EXERCISE INSTRUCTIONS: Can you recast the lines below as a numbered list, from the line containing "Where can the window sill" through the last line, leaving out any blank lines?

________________________

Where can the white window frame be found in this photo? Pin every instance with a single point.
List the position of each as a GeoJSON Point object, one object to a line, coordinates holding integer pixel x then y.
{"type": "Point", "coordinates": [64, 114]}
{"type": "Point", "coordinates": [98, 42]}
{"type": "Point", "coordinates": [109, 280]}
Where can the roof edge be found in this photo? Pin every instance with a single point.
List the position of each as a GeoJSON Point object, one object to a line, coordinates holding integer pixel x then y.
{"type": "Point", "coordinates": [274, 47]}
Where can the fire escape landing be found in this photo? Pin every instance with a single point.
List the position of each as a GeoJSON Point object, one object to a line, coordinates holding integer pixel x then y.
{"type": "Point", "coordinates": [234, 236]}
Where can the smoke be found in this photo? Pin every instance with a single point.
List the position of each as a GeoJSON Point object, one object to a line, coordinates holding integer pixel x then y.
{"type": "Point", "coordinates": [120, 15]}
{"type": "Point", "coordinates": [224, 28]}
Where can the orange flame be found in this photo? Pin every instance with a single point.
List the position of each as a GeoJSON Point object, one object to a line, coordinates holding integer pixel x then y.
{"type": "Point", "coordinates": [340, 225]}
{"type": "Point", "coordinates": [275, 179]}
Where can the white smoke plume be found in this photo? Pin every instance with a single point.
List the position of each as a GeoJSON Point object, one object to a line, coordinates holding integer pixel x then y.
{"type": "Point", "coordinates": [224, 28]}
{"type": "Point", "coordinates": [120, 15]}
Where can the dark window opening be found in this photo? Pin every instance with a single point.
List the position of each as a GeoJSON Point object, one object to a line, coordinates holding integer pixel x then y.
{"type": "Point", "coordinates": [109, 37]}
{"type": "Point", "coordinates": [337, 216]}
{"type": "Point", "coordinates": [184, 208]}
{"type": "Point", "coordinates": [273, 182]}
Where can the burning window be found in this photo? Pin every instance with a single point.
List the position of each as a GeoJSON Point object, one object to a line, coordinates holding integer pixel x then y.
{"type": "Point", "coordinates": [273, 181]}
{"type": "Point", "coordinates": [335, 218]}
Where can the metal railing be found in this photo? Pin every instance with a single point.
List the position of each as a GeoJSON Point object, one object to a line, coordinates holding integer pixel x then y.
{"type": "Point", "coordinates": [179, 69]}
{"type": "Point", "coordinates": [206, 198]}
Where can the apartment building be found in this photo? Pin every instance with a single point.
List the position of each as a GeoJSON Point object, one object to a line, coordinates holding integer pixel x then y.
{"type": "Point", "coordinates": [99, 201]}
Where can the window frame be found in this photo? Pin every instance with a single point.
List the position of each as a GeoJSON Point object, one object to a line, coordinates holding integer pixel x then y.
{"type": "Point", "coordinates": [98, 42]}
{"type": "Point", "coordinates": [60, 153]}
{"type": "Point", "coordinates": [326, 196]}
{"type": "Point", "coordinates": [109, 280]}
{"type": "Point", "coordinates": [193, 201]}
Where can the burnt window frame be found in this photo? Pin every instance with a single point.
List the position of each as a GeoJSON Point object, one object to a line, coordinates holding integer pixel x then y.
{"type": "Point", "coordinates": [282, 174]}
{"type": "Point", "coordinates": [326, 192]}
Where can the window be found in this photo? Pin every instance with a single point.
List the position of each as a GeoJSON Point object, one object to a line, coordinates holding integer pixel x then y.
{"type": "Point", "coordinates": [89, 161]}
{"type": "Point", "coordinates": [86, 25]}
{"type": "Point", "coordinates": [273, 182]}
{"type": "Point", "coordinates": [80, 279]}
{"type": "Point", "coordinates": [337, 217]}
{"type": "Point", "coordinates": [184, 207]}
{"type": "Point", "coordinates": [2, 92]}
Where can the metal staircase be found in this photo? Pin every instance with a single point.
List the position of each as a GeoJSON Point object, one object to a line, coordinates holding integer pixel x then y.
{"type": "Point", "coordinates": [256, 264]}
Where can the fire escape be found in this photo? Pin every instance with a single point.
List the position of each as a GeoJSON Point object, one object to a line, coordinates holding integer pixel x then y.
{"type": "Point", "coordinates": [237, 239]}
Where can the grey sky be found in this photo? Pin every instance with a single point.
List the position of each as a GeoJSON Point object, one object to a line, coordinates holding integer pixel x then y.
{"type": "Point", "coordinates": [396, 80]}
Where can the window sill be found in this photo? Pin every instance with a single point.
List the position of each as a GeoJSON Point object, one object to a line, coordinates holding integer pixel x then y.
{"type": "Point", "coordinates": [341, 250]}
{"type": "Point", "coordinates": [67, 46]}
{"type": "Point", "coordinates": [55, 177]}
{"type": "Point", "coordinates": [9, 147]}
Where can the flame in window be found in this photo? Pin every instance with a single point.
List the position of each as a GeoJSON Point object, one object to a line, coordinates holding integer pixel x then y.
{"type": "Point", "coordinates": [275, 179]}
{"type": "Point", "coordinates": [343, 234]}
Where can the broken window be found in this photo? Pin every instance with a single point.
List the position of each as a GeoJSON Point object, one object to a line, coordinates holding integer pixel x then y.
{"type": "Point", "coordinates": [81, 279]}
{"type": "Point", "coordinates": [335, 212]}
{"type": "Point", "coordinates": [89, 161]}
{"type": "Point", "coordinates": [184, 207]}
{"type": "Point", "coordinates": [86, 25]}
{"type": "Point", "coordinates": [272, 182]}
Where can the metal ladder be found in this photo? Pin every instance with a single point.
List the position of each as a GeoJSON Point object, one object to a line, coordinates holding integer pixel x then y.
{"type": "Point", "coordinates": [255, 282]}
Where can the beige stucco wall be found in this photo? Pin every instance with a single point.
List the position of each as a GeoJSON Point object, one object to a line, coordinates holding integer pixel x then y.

________________________

EXPECTED ANSWER:
1. Where can the window sill be found in this photo? Pin every instance with a single point.
2. List the position of each as a GeoJSON Point object, one object to a line, coordinates holding integer pixel x then y.
3. {"type": "Point", "coordinates": [341, 250]}
4. {"type": "Point", "coordinates": [67, 46]}
5. {"type": "Point", "coordinates": [55, 177]}
6. {"type": "Point", "coordinates": [9, 147]}
7. Where can the flame in window be found in this photo? Pin every instance with a single point.
8. List the position of each as a GeoJSON Point object, one object to a line, coordinates holding integer pixel x then y.
9. {"type": "Point", "coordinates": [275, 179]}
10. {"type": "Point", "coordinates": [343, 234]}
11. Where can the broken window be found in this photo? Pin every instance with a single point.
12. List the position of each as a GeoJSON Point object, one object to a line, coordinates holding integer pixel x then y.
13. {"type": "Point", "coordinates": [81, 279]}
14. {"type": "Point", "coordinates": [335, 212]}
15. {"type": "Point", "coordinates": [89, 161]}
16. {"type": "Point", "coordinates": [184, 207]}
17. {"type": "Point", "coordinates": [86, 25]}
18. {"type": "Point", "coordinates": [272, 182]}
19. Where can the metal ladder be found in this photo? Pin every instance with a single point.
20. List the position of each as a GeoJSON Point object, one object to a line, coordinates holding integer pixel x then y.
21. {"type": "Point", "coordinates": [255, 282]}
22. Where can the beige stucco wall be found in this photo? Pin every instance with a single point.
23. List the position of each as a GeoJSON Point object, one object to a line, coordinates holding integer pixel x then y.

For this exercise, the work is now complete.